Saved entries:

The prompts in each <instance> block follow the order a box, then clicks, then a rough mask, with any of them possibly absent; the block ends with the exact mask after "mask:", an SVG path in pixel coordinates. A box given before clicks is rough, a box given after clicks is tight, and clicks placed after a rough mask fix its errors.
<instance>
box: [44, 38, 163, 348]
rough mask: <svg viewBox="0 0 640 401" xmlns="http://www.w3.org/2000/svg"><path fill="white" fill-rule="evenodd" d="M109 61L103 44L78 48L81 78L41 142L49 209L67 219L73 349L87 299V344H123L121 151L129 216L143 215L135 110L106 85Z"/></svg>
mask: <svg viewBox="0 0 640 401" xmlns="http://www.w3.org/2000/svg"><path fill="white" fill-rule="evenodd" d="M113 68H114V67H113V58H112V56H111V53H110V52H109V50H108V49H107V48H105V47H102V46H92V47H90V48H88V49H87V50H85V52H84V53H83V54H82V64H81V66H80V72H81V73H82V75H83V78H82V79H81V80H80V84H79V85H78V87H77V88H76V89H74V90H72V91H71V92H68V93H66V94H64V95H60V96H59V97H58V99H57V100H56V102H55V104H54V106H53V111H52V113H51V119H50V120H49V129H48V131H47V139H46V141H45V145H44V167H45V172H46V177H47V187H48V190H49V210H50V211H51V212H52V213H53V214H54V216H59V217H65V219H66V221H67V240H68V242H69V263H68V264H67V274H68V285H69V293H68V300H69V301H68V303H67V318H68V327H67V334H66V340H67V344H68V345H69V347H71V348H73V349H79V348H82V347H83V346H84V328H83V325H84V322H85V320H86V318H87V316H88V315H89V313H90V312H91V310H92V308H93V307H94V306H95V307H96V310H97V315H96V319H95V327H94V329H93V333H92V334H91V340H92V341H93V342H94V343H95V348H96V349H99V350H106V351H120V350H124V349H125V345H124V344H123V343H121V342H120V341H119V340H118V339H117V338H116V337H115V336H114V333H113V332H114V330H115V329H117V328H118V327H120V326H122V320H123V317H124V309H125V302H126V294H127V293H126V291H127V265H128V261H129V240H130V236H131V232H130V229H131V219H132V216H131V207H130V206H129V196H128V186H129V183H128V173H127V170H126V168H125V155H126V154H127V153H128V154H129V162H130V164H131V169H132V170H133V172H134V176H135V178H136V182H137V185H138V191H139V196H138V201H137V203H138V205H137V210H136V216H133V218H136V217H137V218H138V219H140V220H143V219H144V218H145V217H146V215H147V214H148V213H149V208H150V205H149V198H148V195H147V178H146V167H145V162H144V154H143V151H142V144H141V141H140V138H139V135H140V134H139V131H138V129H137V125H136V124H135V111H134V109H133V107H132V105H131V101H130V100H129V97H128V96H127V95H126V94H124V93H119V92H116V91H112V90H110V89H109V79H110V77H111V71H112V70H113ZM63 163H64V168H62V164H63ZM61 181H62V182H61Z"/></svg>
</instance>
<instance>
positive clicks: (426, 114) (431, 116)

* **Description of the task**: Take the entries above and transcribe them exactly as they stand.

* **Answer section**:
The prompts in each <instance> block follow the order a box, then clicks, then a rough mask, with any of them possibly absent; the block ends with the exact mask after "mask:", an SVG path in pixel coordinates. A box given before clicks is rough, a box given after clicks is tight, and clicks placed after a rough mask fix its errors.
<instance>
box: [44, 38, 163, 348]
rough mask: <svg viewBox="0 0 640 401" xmlns="http://www.w3.org/2000/svg"><path fill="white" fill-rule="evenodd" d="M109 61L103 44L78 48L81 78L41 142L49 209L67 219L73 349L87 299V344H123L121 151L129 216L143 215L135 110L106 85Z"/></svg>
mask: <svg viewBox="0 0 640 401" xmlns="http://www.w3.org/2000/svg"><path fill="white" fill-rule="evenodd" d="M113 68H114V67H113V58H112V56H111V53H110V52H109V50H108V49H107V48H105V47H102V46H92V47H90V48H88V49H87V50H85V52H84V53H83V54H82V64H81V66H80V72H81V73H82V75H83V78H82V79H81V80H80V84H79V85H78V87H77V88H76V89H74V90H72V91H71V92H68V93H66V94H64V95H60V96H59V97H58V99H57V100H56V102H55V104H54V106H53V111H52V113H51V119H50V120H49V129H48V131H47V139H46V141H45V145H44V167H45V172H46V177H47V187H48V190H49V210H50V211H51V212H52V213H53V214H54V216H59V217H65V219H66V221H67V240H68V242H69V263H68V264H67V274H68V285H69V293H68V300H69V301H68V303H67V318H68V327H67V334H66V340H67V344H68V345H69V347H71V348H73V349H79V348H82V347H83V346H84V328H83V325H84V322H85V320H86V318H87V316H88V315H89V313H90V312H91V310H92V308H93V307H94V306H95V307H96V310H97V315H96V319H95V327H94V329H93V333H92V334H91V340H92V341H93V342H94V343H95V348H96V349H99V350H106V351H120V350H124V349H125V345H124V344H123V343H121V342H120V341H119V340H118V339H117V338H116V337H115V336H114V333H113V332H114V330H115V329H117V328H118V327H120V326H122V320H123V317H124V309H125V302H126V294H127V293H126V291H127V265H128V261H129V240H130V236H131V232H130V229H131V219H132V216H131V207H130V206H129V196H128V186H129V183H128V173H127V170H126V168H125V155H126V154H127V153H128V154H129V162H130V164H131V169H132V170H133V172H134V176H135V178H136V182H137V185H138V191H139V196H138V201H137V203H138V205H137V210H136V216H133V218H136V217H137V218H138V219H140V220H143V219H144V218H145V217H146V215H147V214H148V213H149V208H150V205H149V198H148V195H147V178H146V167H145V162H144V154H143V151H142V144H141V141H140V138H139V135H140V134H139V131H138V129H137V125H136V124H135V111H134V109H133V107H132V105H131V101H130V100H129V97H128V96H127V95H126V94H124V93H119V92H116V91H112V90H110V89H109V79H110V77H111V71H112V70H113ZM63 163H64V168H62V164H63ZM61 181H62V182H61Z"/></svg>
</instance>
<instance>
positive clicks: (426, 114) (431, 116)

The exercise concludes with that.